[Requirements]: Copy out all the records below, swapping every "takes one dot" for "gets one point" and leaving everything else unchanged. Leave the pictures out of your answer.

-------- Material for this exercise --------

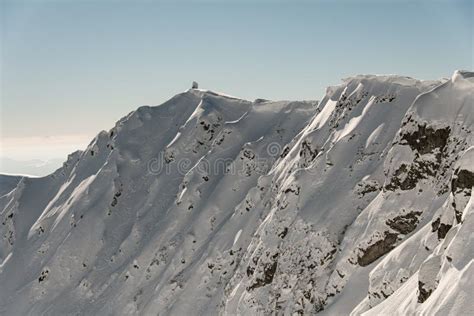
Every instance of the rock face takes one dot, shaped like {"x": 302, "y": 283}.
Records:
{"x": 208, "y": 204}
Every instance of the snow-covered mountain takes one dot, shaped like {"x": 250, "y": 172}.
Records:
{"x": 209, "y": 204}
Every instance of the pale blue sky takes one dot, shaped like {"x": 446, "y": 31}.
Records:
{"x": 72, "y": 68}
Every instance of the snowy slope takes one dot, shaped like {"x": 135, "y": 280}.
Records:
{"x": 209, "y": 204}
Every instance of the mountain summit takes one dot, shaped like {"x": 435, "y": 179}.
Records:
{"x": 208, "y": 204}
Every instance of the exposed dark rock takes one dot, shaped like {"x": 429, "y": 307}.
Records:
{"x": 426, "y": 139}
{"x": 423, "y": 293}
{"x": 269, "y": 270}
{"x": 404, "y": 224}
{"x": 435, "y": 225}
{"x": 463, "y": 180}
{"x": 377, "y": 249}
{"x": 43, "y": 276}
{"x": 307, "y": 153}
{"x": 443, "y": 230}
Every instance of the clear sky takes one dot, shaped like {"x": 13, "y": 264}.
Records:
{"x": 72, "y": 68}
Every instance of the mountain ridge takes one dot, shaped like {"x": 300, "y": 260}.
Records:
{"x": 210, "y": 204}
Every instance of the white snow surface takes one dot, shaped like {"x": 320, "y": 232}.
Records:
{"x": 208, "y": 204}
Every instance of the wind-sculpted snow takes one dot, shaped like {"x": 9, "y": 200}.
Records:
{"x": 209, "y": 204}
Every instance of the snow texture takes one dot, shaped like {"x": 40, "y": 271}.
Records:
{"x": 208, "y": 204}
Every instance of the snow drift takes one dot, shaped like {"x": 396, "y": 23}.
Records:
{"x": 209, "y": 204}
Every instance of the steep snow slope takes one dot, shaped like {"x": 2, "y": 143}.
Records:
{"x": 208, "y": 204}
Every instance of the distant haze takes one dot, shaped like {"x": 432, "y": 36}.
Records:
{"x": 70, "y": 69}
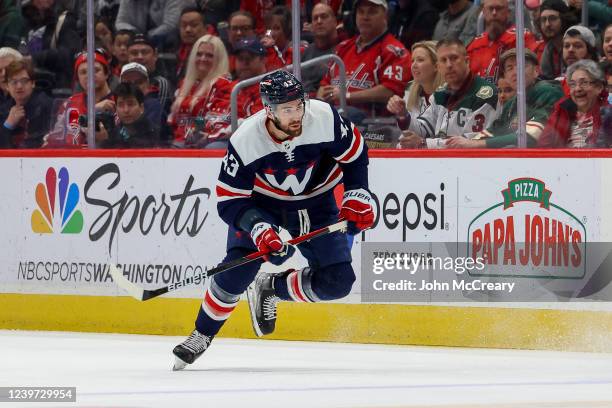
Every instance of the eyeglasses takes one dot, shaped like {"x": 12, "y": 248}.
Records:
{"x": 580, "y": 84}
{"x": 22, "y": 82}
{"x": 549, "y": 19}
{"x": 236, "y": 29}
{"x": 144, "y": 52}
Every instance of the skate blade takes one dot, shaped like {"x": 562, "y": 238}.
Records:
{"x": 178, "y": 364}
{"x": 251, "y": 300}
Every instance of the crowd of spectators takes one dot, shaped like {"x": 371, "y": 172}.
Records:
{"x": 436, "y": 74}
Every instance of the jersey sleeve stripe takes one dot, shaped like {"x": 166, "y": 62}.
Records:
{"x": 235, "y": 190}
{"x": 355, "y": 150}
{"x": 224, "y": 195}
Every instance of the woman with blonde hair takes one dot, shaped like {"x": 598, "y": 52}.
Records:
{"x": 206, "y": 77}
{"x": 426, "y": 79}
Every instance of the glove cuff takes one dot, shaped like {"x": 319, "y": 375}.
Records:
{"x": 361, "y": 195}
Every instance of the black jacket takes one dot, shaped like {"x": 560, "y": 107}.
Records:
{"x": 28, "y": 134}
{"x": 140, "y": 134}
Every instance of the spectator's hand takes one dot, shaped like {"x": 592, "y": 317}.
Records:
{"x": 267, "y": 41}
{"x": 460, "y": 142}
{"x": 397, "y": 106}
{"x": 101, "y": 135}
{"x": 106, "y": 105}
{"x": 329, "y": 93}
{"x": 16, "y": 115}
{"x": 409, "y": 140}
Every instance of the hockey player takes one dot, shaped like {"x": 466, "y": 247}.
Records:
{"x": 465, "y": 105}
{"x": 279, "y": 171}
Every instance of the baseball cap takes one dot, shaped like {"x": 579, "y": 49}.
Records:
{"x": 251, "y": 45}
{"x": 134, "y": 67}
{"x": 511, "y": 53}
{"x": 99, "y": 56}
{"x": 584, "y": 33}
{"x": 139, "y": 38}
{"x": 377, "y": 2}
{"x": 556, "y": 5}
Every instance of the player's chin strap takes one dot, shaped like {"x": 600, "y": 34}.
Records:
{"x": 144, "y": 294}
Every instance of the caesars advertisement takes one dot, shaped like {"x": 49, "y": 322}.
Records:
{"x": 447, "y": 229}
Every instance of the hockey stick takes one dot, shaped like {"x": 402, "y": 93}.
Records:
{"x": 144, "y": 294}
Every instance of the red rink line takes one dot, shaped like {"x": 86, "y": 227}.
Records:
{"x": 378, "y": 153}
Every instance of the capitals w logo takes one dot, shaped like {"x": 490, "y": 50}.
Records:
{"x": 291, "y": 182}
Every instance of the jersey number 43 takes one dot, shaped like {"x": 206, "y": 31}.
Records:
{"x": 230, "y": 165}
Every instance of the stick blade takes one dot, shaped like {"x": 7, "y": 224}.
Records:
{"x": 121, "y": 281}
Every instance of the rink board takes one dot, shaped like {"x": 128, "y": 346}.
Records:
{"x": 156, "y": 212}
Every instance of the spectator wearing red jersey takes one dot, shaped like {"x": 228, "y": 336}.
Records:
{"x": 206, "y": 64}
{"x": 191, "y": 27}
{"x": 377, "y": 64}
{"x": 485, "y": 50}
{"x": 67, "y": 131}
{"x": 250, "y": 62}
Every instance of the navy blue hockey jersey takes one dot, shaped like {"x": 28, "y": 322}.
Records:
{"x": 259, "y": 171}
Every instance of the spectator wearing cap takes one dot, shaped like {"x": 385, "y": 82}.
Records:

--------

[Solution to this problem]:
Every instance of the rock face gets one point, shaped like {"x": 302, "y": 283}.
Records:
{"x": 208, "y": 204}
Every instance of the snow-covered mountain gets one point, shaped like {"x": 250, "y": 172}.
Records:
{"x": 209, "y": 204}
Every instance of the pale blue sky gets one point, shaped like {"x": 446, "y": 31}.
Records:
{"x": 72, "y": 68}
Every instance of the snowy slope gets one point, shaped like {"x": 135, "y": 280}.
Records:
{"x": 209, "y": 204}
Every instance of the mountain summit gets one point, shaped like {"x": 435, "y": 179}.
Records:
{"x": 208, "y": 204}
Every instance of the exposed dark rock gets one point, shaped like {"x": 429, "y": 307}.
Records:
{"x": 426, "y": 139}
{"x": 423, "y": 293}
{"x": 269, "y": 270}
{"x": 404, "y": 224}
{"x": 435, "y": 225}
{"x": 463, "y": 180}
{"x": 377, "y": 249}
{"x": 43, "y": 276}
{"x": 307, "y": 153}
{"x": 443, "y": 230}
Every instance of the clear sky gets one point, shaped like {"x": 13, "y": 264}.
Records:
{"x": 72, "y": 68}
Every instance of the mountain ridge gets one point, shaped like {"x": 300, "y": 260}.
Records:
{"x": 210, "y": 204}
Every instance of the white snow surface gets one point, shaped like {"x": 320, "y": 232}.
Records:
{"x": 208, "y": 204}
Every instance of the wind-sculpted snow gets one point, shaped like {"x": 9, "y": 200}.
Records:
{"x": 209, "y": 204}
Every instance of the snow texture gets one point, shaped like {"x": 40, "y": 271}.
Records:
{"x": 208, "y": 204}
Every instance of the snow drift gets one point, shaped like {"x": 396, "y": 23}.
Records:
{"x": 209, "y": 204}
Every instance of the steep snow slope gets one point, shaped like {"x": 2, "y": 143}.
Records:
{"x": 208, "y": 204}
Every instance of the distant haze gets one point, shaped like {"x": 432, "y": 36}.
Records:
{"x": 70, "y": 69}
Every instance of the eyeglasses gets one point, shaped like {"x": 12, "y": 248}.
Records:
{"x": 580, "y": 84}
{"x": 22, "y": 82}
{"x": 549, "y": 19}
{"x": 236, "y": 29}
{"x": 144, "y": 52}
Every instance of the skate blade gets one point, shaped like {"x": 562, "y": 238}.
Records:
{"x": 178, "y": 364}
{"x": 251, "y": 300}
Every instance of the crowd of spectators gets one point, shaped like {"x": 371, "y": 172}.
Records:
{"x": 436, "y": 74}
Every instance of the jersey sleeve stripe gets one point, shaped like {"x": 166, "y": 62}.
Records:
{"x": 235, "y": 190}
{"x": 355, "y": 150}
{"x": 224, "y": 195}
Every instance of the woman with blonde hair gets one point, shaped like {"x": 598, "y": 52}.
Records:
{"x": 206, "y": 77}
{"x": 426, "y": 79}
Every instance of the glove cuff gets one point, shaped like {"x": 319, "y": 375}.
Records:
{"x": 361, "y": 195}
Every instance of the black jacket gets one point, shaped like {"x": 560, "y": 107}.
Records:
{"x": 28, "y": 134}
{"x": 140, "y": 134}
Every instance of the spectator's hand gets one point, shaped like {"x": 592, "y": 317}.
Records:
{"x": 267, "y": 41}
{"x": 460, "y": 142}
{"x": 397, "y": 106}
{"x": 101, "y": 135}
{"x": 106, "y": 105}
{"x": 329, "y": 93}
{"x": 16, "y": 115}
{"x": 409, "y": 140}
Every instance of the hockey player gets one point, shaped like {"x": 466, "y": 247}.
Records:
{"x": 465, "y": 105}
{"x": 279, "y": 171}
Every instance of the baseball cap gets one point, shaped like {"x": 579, "y": 49}.
Records:
{"x": 251, "y": 45}
{"x": 134, "y": 67}
{"x": 511, "y": 53}
{"x": 99, "y": 56}
{"x": 584, "y": 33}
{"x": 139, "y": 38}
{"x": 377, "y": 2}
{"x": 556, "y": 5}
Every instance of the player's chin strap gets one point, shaped like {"x": 600, "y": 34}.
Records:
{"x": 144, "y": 294}
Every instance of the caesars advertisement gets one point, shaped like {"x": 49, "y": 322}.
Records:
{"x": 447, "y": 229}
Every instance of the hockey stick gets one point, shaped like {"x": 402, "y": 93}.
Records:
{"x": 144, "y": 294}
Every instance of the red rink line gets one point, shaped like {"x": 86, "y": 227}.
Records:
{"x": 378, "y": 153}
Every instance of the capitals w logo gets one point, shaped like {"x": 490, "y": 50}.
Records:
{"x": 291, "y": 182}
Every instance of the jersey number 43 gets one point, shaped like {"x": 206, "y": 31}.
Records:
{"x": 230, "y": 165}
Every instance of the stick blade gets one point, shaped like {"x": 7, "y": 224}.
Records:
{"x": 121, "y": 281}
Every instance of the rink board gets one point, shaped like {"x": 128, "y": 346}.
Records:
{"x": 156, "y": 212}
Every instance of the spectator wearing red jersey gets one point, shaped like {"x": 228, "y": 336}.
Records:
{"x": 206, "y": 64}
{"x": 191, "y": 27}
{"x": 377, "y": 64}
{"x": 485, "y": 50}
{"x": 67, "y": 131}
{"x": 250, "y": 62}
Every instance of the navy blue hockey jersey gets one point, shaped like {"x": 28, "y": 322}.
Records:
{"x": 259, "y": 171}
Every instance of the spectator wearing cap gets one point, shaped like {"x": 385, "y": 82}.
Records:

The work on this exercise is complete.